◆ Exercise brief
Resume the article on alcohol and health studies, starting right after its final sentence.

---- Excerpted text

Massachusetts Beverage Business




THE TOPIC of alcohol and health is a baffling one.  Depending on the health report alcohol is alternately: good for you, bad for you, good for you, bad for you, ok for you, possibly lethal . . . It’s mind boggling.  Two reports released in February, one by France’s National Cancer Institute (Institut National du Cancer, INCa) and the other by University of Oxford researchers and released by the british medical journal, had particularly negative findings regarding the light consumption of alcohol.  The French study says that consuming a 125ml glass of wine increases the chance of developing mouth and throat cancer by 168 percent, the daily mail reported. Other cancers are also more likely to strike regular drinkers, the study claimed.  The INCa study warned that “the consumption of alcohol is associated with an increase in the risk of cancers – mouth, larynx, esophagus, colon-rectum, and breast cancer.”  “Small daily doses of alcohol are the most harmful,” the study’s chief scientist told the press.  “There is no amount, however small, which is good for you.”  The INCa study said alcohol was now the second most avoidable cause of death after tobacco.  However, the findings contradict countless other studies which have found that the antioxidants in red wine reduced the risk of cancer, and that a single glass a day was also good for the liver.  A separate study last year published in the medical journal neurology said those who drank modest amounts of alcohol developed dementia, including Alzheimer’s disease, at an 85 percent slower rate than those who did not drink. It’s also important to note that the French report came from the government of Nicolas Sarkozy, a right-wing teetotaler. Suffice it to say that the study must be taken with a grain of salt, or a drop of wine.

--------
---- Entries supplied

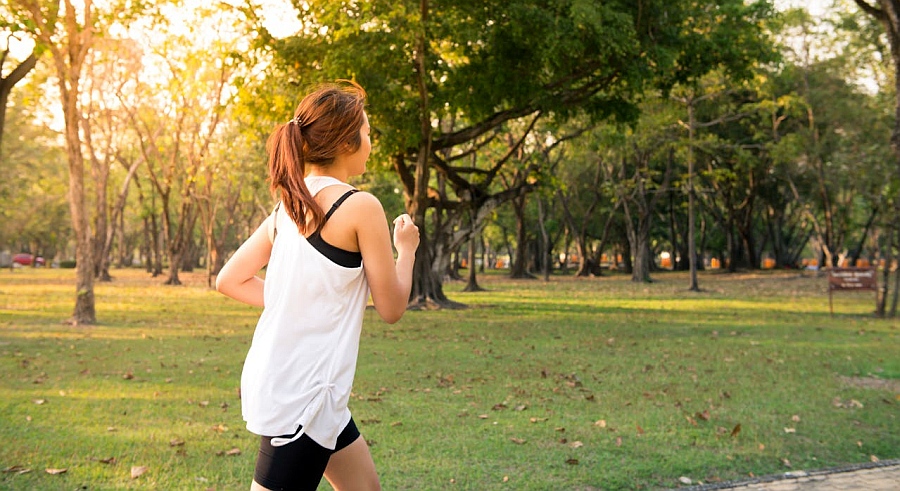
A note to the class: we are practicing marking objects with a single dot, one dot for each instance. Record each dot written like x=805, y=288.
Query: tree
x=68, y=35
x=482, y=65
x=8, y=79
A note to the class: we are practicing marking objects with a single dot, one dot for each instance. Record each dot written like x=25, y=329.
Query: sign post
x=852, y=279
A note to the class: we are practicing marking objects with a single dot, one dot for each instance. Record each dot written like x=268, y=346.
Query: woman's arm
x=238, y=278
x=390, y=282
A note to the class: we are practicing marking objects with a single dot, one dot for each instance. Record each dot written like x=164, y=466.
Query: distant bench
x=851, y=279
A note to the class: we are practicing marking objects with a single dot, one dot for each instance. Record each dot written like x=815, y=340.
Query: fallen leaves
x=851, y=404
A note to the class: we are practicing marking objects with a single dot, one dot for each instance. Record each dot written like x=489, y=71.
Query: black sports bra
x=341, y=257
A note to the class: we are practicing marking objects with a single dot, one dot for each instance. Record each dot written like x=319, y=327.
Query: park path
x=878, y=476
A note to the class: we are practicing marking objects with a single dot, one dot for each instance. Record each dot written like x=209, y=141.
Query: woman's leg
x=352, y=468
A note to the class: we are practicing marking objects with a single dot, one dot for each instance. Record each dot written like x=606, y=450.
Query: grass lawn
x=575, y=384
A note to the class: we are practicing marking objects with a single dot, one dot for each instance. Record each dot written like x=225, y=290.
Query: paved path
x=879, y=476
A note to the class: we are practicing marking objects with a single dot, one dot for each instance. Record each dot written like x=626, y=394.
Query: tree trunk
x=519, y=268
x=472, y=284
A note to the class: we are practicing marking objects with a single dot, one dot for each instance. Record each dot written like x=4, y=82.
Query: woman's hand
x=406, y=235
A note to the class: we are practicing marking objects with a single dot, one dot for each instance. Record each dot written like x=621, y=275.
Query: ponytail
x=287, y=170
x=326, y=123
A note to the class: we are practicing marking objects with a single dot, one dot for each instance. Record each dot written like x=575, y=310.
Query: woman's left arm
x=238, y=279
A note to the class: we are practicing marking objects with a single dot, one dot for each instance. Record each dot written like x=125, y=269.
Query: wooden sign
x=851, y=279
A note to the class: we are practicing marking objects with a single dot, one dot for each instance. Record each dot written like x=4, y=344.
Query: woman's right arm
x=238, y=278
x=390, y=281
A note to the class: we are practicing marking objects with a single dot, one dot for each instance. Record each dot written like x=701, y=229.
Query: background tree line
x=567, y=136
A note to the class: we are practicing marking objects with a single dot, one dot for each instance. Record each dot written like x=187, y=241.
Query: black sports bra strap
x=275, y=221
x=338, y=203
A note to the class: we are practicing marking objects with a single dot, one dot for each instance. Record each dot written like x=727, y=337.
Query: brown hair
x=326, y=120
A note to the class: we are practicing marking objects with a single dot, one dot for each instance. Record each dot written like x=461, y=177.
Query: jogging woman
x=326, y=248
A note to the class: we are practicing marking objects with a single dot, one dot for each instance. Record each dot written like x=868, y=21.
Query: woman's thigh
x=352, y=468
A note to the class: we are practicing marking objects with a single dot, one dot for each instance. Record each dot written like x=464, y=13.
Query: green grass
x=506, y=394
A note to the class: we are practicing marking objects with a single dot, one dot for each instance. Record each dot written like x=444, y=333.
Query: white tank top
x=301, y=363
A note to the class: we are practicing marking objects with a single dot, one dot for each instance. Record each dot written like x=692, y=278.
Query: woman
x=322, y=267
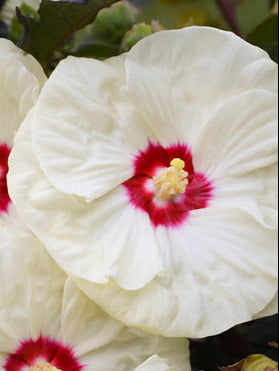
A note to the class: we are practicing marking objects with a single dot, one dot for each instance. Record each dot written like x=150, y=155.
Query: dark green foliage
x=58, y=20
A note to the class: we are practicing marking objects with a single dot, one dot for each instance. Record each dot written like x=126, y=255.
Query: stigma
x=172, y=180
x=43, y=366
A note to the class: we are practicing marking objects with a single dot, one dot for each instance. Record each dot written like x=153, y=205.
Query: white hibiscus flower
x=21, y=79
x=151, y=180
x=48, y=324
x=8, y=11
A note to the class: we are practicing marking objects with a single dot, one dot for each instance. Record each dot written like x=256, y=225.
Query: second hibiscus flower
x=151, y=180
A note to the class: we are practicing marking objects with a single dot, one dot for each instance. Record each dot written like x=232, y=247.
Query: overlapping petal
x=180, y=84
x=155, y=363
x=77, y=226
x=89, y=141
x=215, y=268
x=40, y=305
x=212, y=279
x=21, y=79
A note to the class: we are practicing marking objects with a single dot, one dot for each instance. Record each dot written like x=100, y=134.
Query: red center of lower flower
x=4, y=196
x=173, y=209
x=41, y=352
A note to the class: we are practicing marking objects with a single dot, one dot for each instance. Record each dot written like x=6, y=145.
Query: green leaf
x=57, y=21
x=266, y=36
x=111, y=24
x=16, y=28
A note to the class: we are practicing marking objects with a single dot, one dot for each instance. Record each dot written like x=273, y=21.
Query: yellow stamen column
x=172, y=180
x=43, y=366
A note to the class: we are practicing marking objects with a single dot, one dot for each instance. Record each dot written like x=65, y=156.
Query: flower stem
x=229, y=12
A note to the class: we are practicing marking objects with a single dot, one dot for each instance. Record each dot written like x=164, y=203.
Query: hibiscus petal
x=21, y=78
x=28, y=306
x=240, y=137
x=85, y=136
x=155, y=363
x=106, y=344
x=178, y=87
x=83, y=233
x=217, y=278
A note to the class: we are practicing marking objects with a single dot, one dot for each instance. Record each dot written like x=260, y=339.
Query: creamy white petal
x=85, y=132
x=270, y=309
x=180, y=84
x=156, y=363
x=81, y=233
x=21, y=79
x=105, y=344
x=214, y=279
x=256, y=193
x=30, y=295
x=211, y=273
x=37, y=299
x=11, y=225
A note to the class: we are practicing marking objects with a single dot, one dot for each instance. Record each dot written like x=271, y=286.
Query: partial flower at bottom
x=151, y=179
x=48, y=324
x=21, y=79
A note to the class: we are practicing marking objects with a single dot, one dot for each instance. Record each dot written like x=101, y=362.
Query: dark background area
x=236, y=344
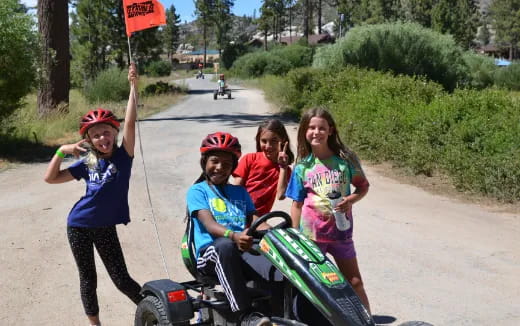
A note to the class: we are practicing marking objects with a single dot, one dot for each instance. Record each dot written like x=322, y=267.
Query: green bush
x=160, y=88
x=251, y=65
x=17, y=45
x=109, y=85
x=508, y=77
x=297, y=55
x=480, y=70
x=158, y=69
x=402, y=48
x=231, y=52
x=469, y=135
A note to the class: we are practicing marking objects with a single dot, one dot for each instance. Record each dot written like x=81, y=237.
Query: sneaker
x=255, y=319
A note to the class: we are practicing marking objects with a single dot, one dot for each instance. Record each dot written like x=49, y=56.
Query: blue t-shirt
x=230, y=210
x=105, y=202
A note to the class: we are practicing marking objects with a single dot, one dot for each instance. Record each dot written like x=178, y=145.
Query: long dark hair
x=276, y=126
x=333, y=141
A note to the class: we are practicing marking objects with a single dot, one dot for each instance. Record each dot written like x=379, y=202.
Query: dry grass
x=27, y=137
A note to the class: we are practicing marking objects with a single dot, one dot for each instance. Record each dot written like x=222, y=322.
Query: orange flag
x=143, y=14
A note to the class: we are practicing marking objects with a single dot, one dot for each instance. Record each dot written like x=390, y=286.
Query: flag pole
x=144, y=168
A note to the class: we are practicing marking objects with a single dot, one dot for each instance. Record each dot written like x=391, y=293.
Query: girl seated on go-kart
x=221, y=82
x=221, y=212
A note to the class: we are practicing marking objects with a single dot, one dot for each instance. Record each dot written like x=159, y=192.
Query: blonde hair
x=91, y=160
x=333, y=141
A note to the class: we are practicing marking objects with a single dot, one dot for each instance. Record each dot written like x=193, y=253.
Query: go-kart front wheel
x=150, y=311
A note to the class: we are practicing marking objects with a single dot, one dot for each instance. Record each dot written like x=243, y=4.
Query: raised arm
x=296, y=213
x=131, y=113
x=283, y=160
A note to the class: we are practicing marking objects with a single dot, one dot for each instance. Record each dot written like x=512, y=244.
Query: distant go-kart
x=311, y=281
x=222, y=90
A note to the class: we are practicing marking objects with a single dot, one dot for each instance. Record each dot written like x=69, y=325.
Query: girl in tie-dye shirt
x=325, y=165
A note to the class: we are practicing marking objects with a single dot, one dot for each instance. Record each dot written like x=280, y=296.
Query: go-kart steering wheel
x=258, y=234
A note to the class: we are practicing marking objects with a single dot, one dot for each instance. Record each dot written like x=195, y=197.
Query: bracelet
x=227, y=233
x=60, y=153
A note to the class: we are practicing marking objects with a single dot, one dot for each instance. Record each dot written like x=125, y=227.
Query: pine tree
x=170, y=33
x=222, y=19
x=505, y=18
x=53, y=26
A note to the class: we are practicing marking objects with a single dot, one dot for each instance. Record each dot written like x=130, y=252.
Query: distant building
x=313, y=39
x=196, y=56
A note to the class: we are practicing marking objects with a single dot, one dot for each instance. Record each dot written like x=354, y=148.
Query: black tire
x=150, y=311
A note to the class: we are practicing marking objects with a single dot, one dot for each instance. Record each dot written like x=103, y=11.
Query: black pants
x=82, y=242
x=234, y=269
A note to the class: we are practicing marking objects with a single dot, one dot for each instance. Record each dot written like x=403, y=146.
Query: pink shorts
x=338, y=250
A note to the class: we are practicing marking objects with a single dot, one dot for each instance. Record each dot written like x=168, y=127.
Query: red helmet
x=96, y=116
x=221, y=141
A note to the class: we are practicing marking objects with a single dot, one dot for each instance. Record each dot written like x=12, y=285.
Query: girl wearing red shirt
x=266, y=172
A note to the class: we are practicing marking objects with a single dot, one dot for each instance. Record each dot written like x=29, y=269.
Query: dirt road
x=423, y=257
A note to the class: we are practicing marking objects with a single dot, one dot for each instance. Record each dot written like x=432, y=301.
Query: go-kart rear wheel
x=150, y=311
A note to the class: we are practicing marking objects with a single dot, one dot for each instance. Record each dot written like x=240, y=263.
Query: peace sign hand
x=75, y=149
x=283, y=158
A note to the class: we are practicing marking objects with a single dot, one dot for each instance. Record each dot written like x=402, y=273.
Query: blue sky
x=186, y=8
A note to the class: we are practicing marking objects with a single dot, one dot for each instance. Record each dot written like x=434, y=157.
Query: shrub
x=480, y=70
x=17, y=45
x=231, y=52
x=276, y=65
x=251, y=65
x=469, y=135
x=297, y=55
x=508, y=77
x=158, y=68
x=403, y=48
x=109, y=85
x=160, y=88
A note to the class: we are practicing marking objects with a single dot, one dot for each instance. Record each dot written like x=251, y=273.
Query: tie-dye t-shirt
x=311, y=181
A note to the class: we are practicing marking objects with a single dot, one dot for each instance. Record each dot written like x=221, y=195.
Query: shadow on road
x=383, y=319
x=242, y=120
x=199, y=91
x=18, y=150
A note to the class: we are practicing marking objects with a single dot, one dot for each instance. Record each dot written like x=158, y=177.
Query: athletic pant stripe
x=211, y=255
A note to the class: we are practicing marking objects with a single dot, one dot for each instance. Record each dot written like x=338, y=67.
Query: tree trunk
x=306, y=21
x=205, y=42
x=53, y=26
x=290, y=24
x=319, y=17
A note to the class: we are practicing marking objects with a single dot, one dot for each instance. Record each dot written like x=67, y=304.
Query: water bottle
x=342, y=223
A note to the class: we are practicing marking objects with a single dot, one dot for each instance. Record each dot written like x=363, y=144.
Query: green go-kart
x=314, y=291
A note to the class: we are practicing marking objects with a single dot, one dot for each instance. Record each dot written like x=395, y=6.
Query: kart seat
x=188, y=255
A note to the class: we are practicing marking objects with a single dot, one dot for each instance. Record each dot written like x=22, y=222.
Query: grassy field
x=26, y=137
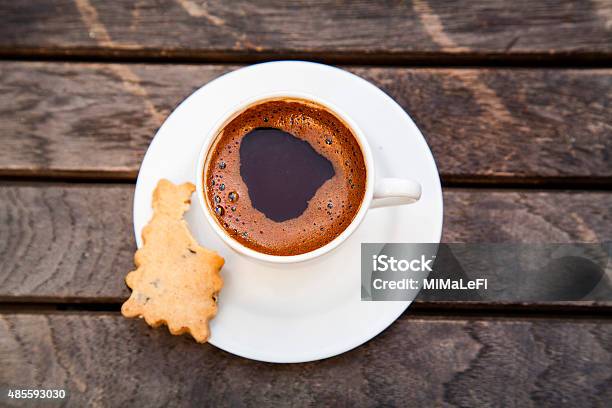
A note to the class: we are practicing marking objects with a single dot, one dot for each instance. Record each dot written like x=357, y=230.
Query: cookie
x=176, y=281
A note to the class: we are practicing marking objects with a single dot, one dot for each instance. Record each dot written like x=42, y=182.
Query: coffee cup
x=377, y=193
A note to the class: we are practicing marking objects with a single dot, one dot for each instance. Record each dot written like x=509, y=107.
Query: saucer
x=313, y=310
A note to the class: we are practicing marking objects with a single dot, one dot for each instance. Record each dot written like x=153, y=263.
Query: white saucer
x=309, y=311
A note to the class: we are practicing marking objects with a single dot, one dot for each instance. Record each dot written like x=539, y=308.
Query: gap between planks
x=430, y=60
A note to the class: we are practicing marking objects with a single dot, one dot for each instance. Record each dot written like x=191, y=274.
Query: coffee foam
x=329, y=211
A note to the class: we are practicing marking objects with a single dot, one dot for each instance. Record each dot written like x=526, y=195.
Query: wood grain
x=358, y=30
x=106, y=360
x=483, y=125
x=74, y=242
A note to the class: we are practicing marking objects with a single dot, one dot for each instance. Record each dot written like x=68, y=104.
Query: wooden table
x=514, y=99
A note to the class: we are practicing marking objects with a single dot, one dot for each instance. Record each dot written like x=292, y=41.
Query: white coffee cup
x=382, y=193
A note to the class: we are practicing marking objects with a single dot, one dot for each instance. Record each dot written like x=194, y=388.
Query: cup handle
x=393, y=191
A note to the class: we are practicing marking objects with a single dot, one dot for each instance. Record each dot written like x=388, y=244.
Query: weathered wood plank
x=415, y=362
x=74, y=242
x=347, y=30
x=482, y=124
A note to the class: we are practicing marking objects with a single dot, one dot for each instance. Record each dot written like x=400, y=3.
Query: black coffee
x=285, y=177
x=281, y=172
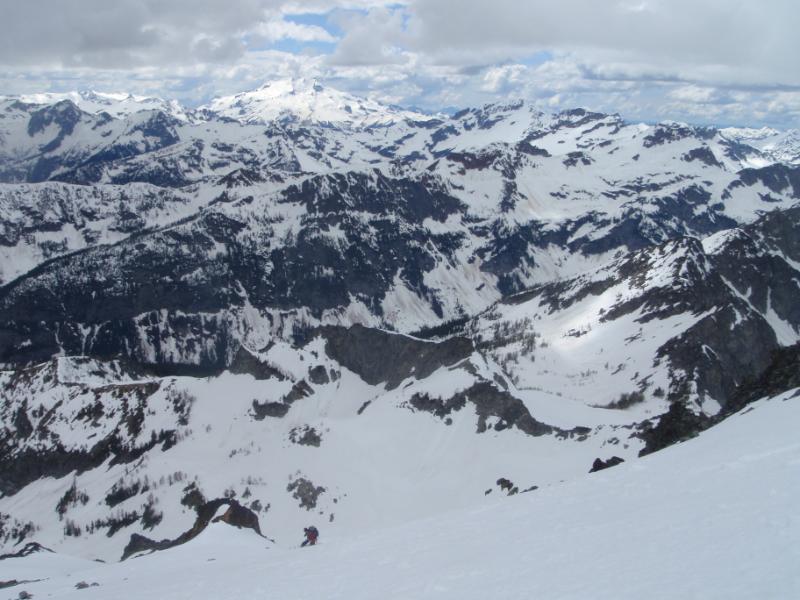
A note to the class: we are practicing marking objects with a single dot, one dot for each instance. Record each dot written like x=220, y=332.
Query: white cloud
x=731, y=61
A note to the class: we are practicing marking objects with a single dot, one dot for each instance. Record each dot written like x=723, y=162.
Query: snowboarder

--------

◆ Response to this task
More prominently in the news was the Oxford study of nearly 1.3 million British women that claims drinking just a glass of wine a day increases women’s risk of breast cancer as well as several other types of the disease. The researchers said that they compared the lightest drinkers – two or fewer drinks a week – with people who drank more. Each extra drink per day increased the risk of breast, rectal and liver cancer, University of Oxford researchers reported in the journal of the national cancer institute. The type of alcohol didn’t matter. An additional finding was that alcohol consumption was linked to esophageal and oral cancers only when smokers drank. Also, moderate drinkers actually had a lower risk of thyroid cancer, non-Hodgkin’s lymphoma and renal cell cancer.  However, this report is being widely criticized as flawed.  The new research omits that moderate alcohol use has long been thought to be heart-healthy and that there have been scores of studies to that effect.  According to the website Wine Industry Insights, the means for collecting data was a voluntary self-selected study meaning that women volunteered to fill out forms themselves.  Lewis Perdue, former investigative reporter and publisher of the site wrote: “Self-selecting sample populations can often have little connection to reality because they are unrepresentative of a population as a whole.  Indeed, there is no way to know whether or not the women most motivated to participate in this study were those with existing or potential hereditary health problems.”  Additional flaws noted on the site include: The questionnaires were extensive and complicated; abstainers were excluded from the study; self-administered questionnaires are notoriously unreliable; and there was no discussion of key socio-economic factors.  Perdue also said: “The syndicated newspaper article and the medical paper left out that scores of peer-reviewed studies, published over the past 20 years, all agree that people who consume alcohol in moderation live longer than either abstainers or heavy drinkers.  The most glaringly unethical omission appears near the end of the article – it’s written by syndication staffers of BMJ Publishing Group, a company that owns the british medical journal.”  Criticism of the study has been widespread and the backlash may ultimately overshadow the findings themselves.  Not to mention that everyone is still confused.  Maybe a drink will help to clear your head.